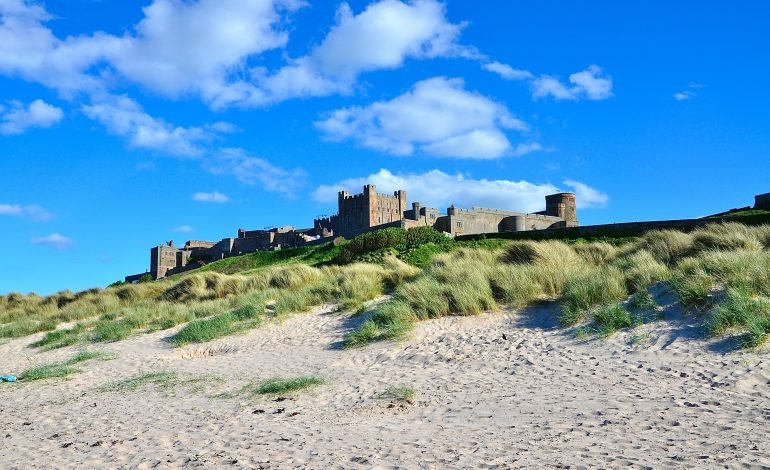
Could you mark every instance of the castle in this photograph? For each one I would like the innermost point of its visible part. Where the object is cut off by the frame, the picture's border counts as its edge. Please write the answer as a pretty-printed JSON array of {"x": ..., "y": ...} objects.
[{"x": 357, "y": 214}]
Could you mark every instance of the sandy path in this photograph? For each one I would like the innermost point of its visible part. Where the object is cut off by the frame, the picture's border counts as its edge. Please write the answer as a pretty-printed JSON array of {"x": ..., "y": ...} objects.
[{"x": 538, "y": 398}]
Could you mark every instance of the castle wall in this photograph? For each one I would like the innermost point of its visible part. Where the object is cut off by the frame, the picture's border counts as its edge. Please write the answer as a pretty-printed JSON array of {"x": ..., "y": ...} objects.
[
  {"x": 762, "y": 201},
  {"x": 361, "y": 213},
  {"x": 162, "y": 259}
]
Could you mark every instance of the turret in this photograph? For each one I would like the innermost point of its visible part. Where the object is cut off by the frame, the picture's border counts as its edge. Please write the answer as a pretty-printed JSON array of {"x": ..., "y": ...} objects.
[{"x": 562, "y": 205}]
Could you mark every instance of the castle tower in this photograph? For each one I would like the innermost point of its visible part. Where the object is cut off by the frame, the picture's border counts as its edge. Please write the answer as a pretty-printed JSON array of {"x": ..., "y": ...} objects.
[
  {"x": 562, "y": 205},
  {"x": 762, "y": 201}
]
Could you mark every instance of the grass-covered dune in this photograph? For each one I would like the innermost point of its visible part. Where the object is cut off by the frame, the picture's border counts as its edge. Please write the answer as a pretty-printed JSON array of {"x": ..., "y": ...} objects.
[{"x": 721, "y": 271}]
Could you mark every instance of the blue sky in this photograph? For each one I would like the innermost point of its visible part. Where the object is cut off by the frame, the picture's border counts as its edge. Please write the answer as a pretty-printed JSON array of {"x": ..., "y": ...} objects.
[{"x": 127, "y": 123}]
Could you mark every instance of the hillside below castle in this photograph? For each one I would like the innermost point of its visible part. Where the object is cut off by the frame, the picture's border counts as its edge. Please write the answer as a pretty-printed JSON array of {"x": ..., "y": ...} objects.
[{"x": 357, "y": 214}]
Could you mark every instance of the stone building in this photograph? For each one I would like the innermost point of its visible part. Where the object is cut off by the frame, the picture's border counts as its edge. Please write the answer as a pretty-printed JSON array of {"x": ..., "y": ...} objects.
[
  {"x": 357, "y": 214},
  {"x": 762, "y": 201}
]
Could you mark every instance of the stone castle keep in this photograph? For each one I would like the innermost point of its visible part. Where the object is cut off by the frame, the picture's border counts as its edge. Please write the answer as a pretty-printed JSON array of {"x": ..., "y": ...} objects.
[{"x": 357, "y": 214}]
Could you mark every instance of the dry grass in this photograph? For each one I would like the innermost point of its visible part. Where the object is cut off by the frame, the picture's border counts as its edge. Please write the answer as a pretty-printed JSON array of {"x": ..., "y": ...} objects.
[{"x": 584, "y": 277}]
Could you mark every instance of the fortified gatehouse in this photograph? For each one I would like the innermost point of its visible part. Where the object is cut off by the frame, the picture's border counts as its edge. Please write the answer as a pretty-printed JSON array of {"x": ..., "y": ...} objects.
[{"x": 360, "y": 213}]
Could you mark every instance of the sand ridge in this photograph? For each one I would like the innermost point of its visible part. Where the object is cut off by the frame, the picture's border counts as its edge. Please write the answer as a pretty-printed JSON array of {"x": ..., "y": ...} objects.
[{"x": 500, "y": 390}]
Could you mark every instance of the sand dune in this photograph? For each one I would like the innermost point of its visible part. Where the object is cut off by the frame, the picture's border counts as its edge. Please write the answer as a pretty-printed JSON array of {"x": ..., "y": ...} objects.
[{"x": 501, "y": 390}]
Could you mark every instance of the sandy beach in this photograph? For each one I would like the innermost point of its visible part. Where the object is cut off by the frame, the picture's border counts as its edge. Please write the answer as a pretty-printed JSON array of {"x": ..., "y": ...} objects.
[{"x": 501, "y": 390}]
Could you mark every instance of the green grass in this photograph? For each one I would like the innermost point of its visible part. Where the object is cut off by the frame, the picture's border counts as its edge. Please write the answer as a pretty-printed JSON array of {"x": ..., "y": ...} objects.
[
  {"x": 60, "y": 338},
  {"x": 62, "y": 369},
  {"x": 642, "y": 300},
  {"x": 406, "y": 394},
  {"x": 162, "y": 378},
  {"x": 279, "y": 385},
  {"x": 611, "y": 318},
  {"x": 207, "y": 329},
  {"x": 48, "y": 371},
  {"x": 589, "y": 288}
]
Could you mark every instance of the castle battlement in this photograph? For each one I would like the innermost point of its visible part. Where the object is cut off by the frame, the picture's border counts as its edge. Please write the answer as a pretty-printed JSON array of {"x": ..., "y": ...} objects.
[{"x": 360, "y": 213}]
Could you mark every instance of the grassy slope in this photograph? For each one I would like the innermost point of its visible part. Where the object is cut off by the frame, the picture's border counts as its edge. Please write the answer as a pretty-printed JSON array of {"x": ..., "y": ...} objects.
[{"x": 591, "y": 279}]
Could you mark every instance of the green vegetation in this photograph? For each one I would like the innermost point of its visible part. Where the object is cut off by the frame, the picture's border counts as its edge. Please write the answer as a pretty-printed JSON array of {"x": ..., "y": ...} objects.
[
  {"x": 278, "y": 385},
  {"x": 722, "y": 270},
  {"x": 405, "y": 394},
  {"x": 161, "y": 379},
  {"x": 591, "y": 280},
  {"x": 62, "y": 369}
]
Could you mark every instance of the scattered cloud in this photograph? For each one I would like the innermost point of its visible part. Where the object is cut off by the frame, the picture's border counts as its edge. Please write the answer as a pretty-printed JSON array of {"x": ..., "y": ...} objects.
[
  {"x": 200, "y": 47},
  {"x": 184, "y": 228},
  {"x": 690, "y": 92},
  {"x": 591, "y": 83},
  {"x": 253, "y": 170},
  {"x": 176, "y": 48},
  {"x": 383, "y": 36},
  {"x": 125, "y": 117},
  {"x": 215, "y": 197},
  {"x": 438, "y": 189},
  {"x": 55, "y": 240},
  {"x": 507, "y": 72},
  {"x": 20, "y": 117},
  {"x": 204, "y": 49},
  {"x": 436, "y": 117},
  {"x": 33, "y": 212}
]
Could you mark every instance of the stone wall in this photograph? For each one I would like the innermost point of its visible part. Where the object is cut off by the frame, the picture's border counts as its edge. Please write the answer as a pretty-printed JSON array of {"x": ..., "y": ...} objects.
[{"x": 162, "y": 259}]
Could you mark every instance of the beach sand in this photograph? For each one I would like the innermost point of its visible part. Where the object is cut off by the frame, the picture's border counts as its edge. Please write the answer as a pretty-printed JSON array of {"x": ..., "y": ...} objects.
[{"x": 501, "y": 390}]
══════════
What needs to be done:
Convert all of the material above into a JSON list of strings, with one string per line and blank lines skipped. Leave the pictures out.

Solution:
[
  "Could you mark every instance of the castle in this photograph? For each one I would like the innermost point of its visible part. Where the object is cut off by the frame, the picture's border counts as its edge. Please write the answer as a pretty-printed JSON array of {\"x\": ..., \"y\": ...} objects.",
  "[{\"x\": 357, \"y\": 214}]",
  "Could you mark every instance of the sandy path in this photograph? For each one I would like the innermost point of its visible part. Where the object is cut off by the frame, the picture's border counts as its edge. Please write the answer as a pretty-printed JSON array of {\"x\": ..., \"y\": ...} objects.",
  "[{\"x\": 538, \"y\": 398}]",
  "Could you mark every instance of the castle wall in this photograph? For each one I would like the innermost point of its visible part. Where the object is cut off by the frame, the picture's border counts as its edge. Please write the answer as a pretty-printed JSON array of {\"x\": ..., \"y\": ...} objects.",
  "[",
  "  {\"x\": 762, \"y\": 201},",
  "  {\"x\": 361, \"y\": 213},",
  "  {\"x\": 162, \"y\": 259}",
  "]",
  "Could you mark every instance of the turret in this photograph? For each one I would like the innermost point of its visible part. Where the object is cut off by the frame, the picture's border counts as its edge. Please write the answer as a pretty-printed JSON array of {\"x\": ..., \"y\": ...} objects.",
  "[{\"x\": 562, \"y\": 205}]",
  "Could you mark every instance of the castle tower in this photograph? For each one I would like the innermost point of its visible part. Where the object is cut off by the frame, the picture's border counts as its edge. Please write the answer as a pretty-printed JSON array of {\"x\": ..., \"y\": ...} objects.",
  "[",
  "  {\"x\": 562, \"y\": 205},",
  "  {\"x\": 762, \"y\": 201}",
  "]",
  "Could you mark every instance of the grass-covered dune in this photograph? For each one I would like the innermost point of its visible part. Where the object is cut off by the frame, the picture's border counts as its edge. Please write the answer as a pretty-printed JSON array of {\"x\": ..., \"y\": ...} objects.",
  "[{\"x\": 721, \"y\": 271}]",
  "Could you mark every instance of the blue sky in this photograph? For each one I would like the innermost point of its visible part. Where the object is cut off by the frame, the picture's border counts as its edge. Please write the answer as a pretty-printed JSON array of {\"x\": ..., \"y\": ...} objects.",
  "[{\"x\": 127, \"y\": 123}]",
  "Could you mark every instance of the hillside below castle in this photograph? For each one I would like the innermost point of its visible part. Where the object is cut off by the frame, the picture's border counts as its edge. Please write the answer as a pretty-printed JSON array of {\"x\": ..., \"y\": ...} objects.",
  "[{\"x\": 357, \"y\": 214}]",
  "Could you mark every instance of the stone building in this photograph? For each one I would like the innermost point of its visible part. Where the object is cut off by the frame, the picture's border counts as its edge. Please write the answer as a pretty-printed JSON array of {\"x\": ..., \"y\": ...} objects.",
  "[",
  "  {\"x\": 357, \"y\": 214},",
  "  {\"x\": 762, \"y\": 201}",
  "]",
  "Could you mark every instance of the stone castle keep in this photograph? For each one I would like the innermost point of its visible part. Where the object is cut off by the frame, the picture's border counts as its edge. Please write the answer as a pretty-printed JSON array of {\"x\": ..., \"y\": ...} objects.",
  "[{\"x\": 357, \"y\": 214}]",
  "Could you mark every instance of the dry grass in this photograph? For each one I would like the innermost point of its visible part. Where the object is cut off by the frame, the picture's border counts as its edge. Please write the answer as a pretty-printed JSON array of {\"x\": ..., \"y\": ...} objects.",
  "[{\"x\": 584, \"y\": 277}]",
  "Could you mark every instance of the fortified gatehouse in this photograph? For each one I would like the innermost point of its visible part. Where the object is cut off by the frame, the picture's border counts as its edge. Please write the answer as a pretty-printed JSON array of {\"x\": ..., \"y\": ...} objects.",
  "[{\"x\": 360, \"y\": 213}]",
  "Could you mark every instance of the sand ridge in this photograph? For each one I would like the innermost point of its visible part. Where the object is cut off by the frame, the picture's border counts as its edge. Please write the answer as a pretty-printed JSON array of {\"x\": ..., \"y\": ...} objects.",
  "[{\"x\": 500, \"y\": 390}]",
  "Could you mark every instance of the sand dune in this photograph? For each one I would like the innermost point of its visible part. Where the object is cut off by the frame, the picture's border counts as its edge. Please write the answer as a pretty-printed JSON array of {\"x\": ..., \"y\": ...} objects.",
  "[{\"x\": 501, \"y\": 390}]",
  "Could you mark every instance of the sandy beach in this photograph? For each one I would like the innermost point of its visible part. Where the object is cut off by the frame, the picture's border counts as its edge. Please write the answer as a pretty-printed JSON array of {\"x\": ..., \"y\": ...} objects.",
  "[{\"x\": 501, \"y\": 390}]",
  "Could you mark every instance of the green grass in this photograph? For each one I would like the innermost point of its visible part. Where the object is cut off by the frame, the picture's border counts as its edge. Please write the answer as a pretty-printed JSON array of {\"x\": ..., \"y\": ...} objects.",
  "[",
  "  {\"x\": 60, \"y\": 338},",
  "  {\"x\": 62, \"y\": 369},",
  "  {\"x\": 642, \"y\": 300},",
  "  {\"x\": 406, \"y\": 394},",
  "  {\"x\": 162, \"y\": 378},",
  "  {\"x\": 279, \"y\": 385},",
  "  {\"x\": 611, \"y\": 318},",
  "  {\"x\": 207, \"y\": 329},",
  "  {\"x\": 48, \"y\": 371},",
  "  {\"x\": 589, \"y\": 288}",
  "]",
  "Could you mark every instance of the castle battlement in this photograph? For each one I would like the innermost point of its visible part. Where the object is cut off by the frame, the picture's border counts as its edge. Please write the answer as a pretty-printed JSON array of {\"x\": ..., \"y\": ...} objects.",
  "[{\"x\": 360, \"y\": 213}]",
  "Could you mark every instance of the grassy slope in this photograph? For each one I would like the innermost point of its visible part. Where the object is cut off by the frame, the picture's border counts as its edge. Please write the answer as a pretty-printed JSON array of {\"x\": ..., \"y\": ...} objects.",
  "[{\"x\": 591, \"y\": 279}]",
  "Could you mark every instance of the green vegetation in this photograph? For each one I would like the innermost point of its visible part. Where the object is cut off by the frame, the picture's border counts as its edge. Please write the answer as a pretty-printed JSON array of {\"x\": ..., \"y\": ...} objects.",
  "[",
  "  {\"x\": 278, \"y\": 385},",
  "  {\"x\": 722, \"y\": 270},",
  "  {\"x\": 405, \"y\": 394},",
  "  {\"x\": 161, \"y\": 379},",
  "  {\"x\": 591, \"y\": 280},",
  "  {\"x\": 62, \"y\": 369}",
  "]",
  "Could you mark every instance of the scattered cloud in this photograph? For each one I would like the innermost point of its visible part. Where the object is cut off by the frame, the picture's border counts as its edge. Please write the answer as a pretty-printed JSON array of {\"x\": ..., \"y\": ...} objects.",
  "[",
  "  {\"x\": 200, \"y\": 47},",
  "  {\"x\": 184, \"y\": 228},",
  "  {\"x\": 690, \"y\": 92},",
  "  {\"x\": 591, \"y\": 83},",
  "  {\"x\": 253, \"y\": 170},",
  "  {\"x\": 176, \"y\": 48},",
  "  {\"x\": 383, \"y\": 36},",
  "  {\"x\": 125, \"y\": 117},",
  "  {\"x\": 215, \"y\": 197},",
  "  {\"x\": 438, \"y\": 189},",
  "  {\"x\": 55, \"y\": 240},",
  "  {\"x\": 507, \"y\": 72},",
  "  {\"x\": 20, \"y\": 117},",
  "  {\"x\": 204, \"y\": 49},",
  "  {\"x\": 436, \"y\": 117},",
  "  {\"x\": 33, \"y\": 212}",
  "]",
  "Could you mark every instance of the stone wall in this photograph? For each one I would like the innermost point of its visible part. Where the object is cut off by the frame, the picture's border counts as its edge. Please write the answer as a pretty-printed JSON array of {\"x\": ..., \"y\": ...} objects.",
  "[{\"x\": 162, \"y\": 259}]",
  "Could you mark every instance of the beach sand in this photograph? For each one I would like the innermost point of its visible part. Where the object is cut off by the frame, the picture's border counts as its edge. Please write the answer as a pretty-printed JSON array of {\"x\": ..., \"y\": ...} objects.",
  "[{\"x\": 501, \"y\": 390}]"
]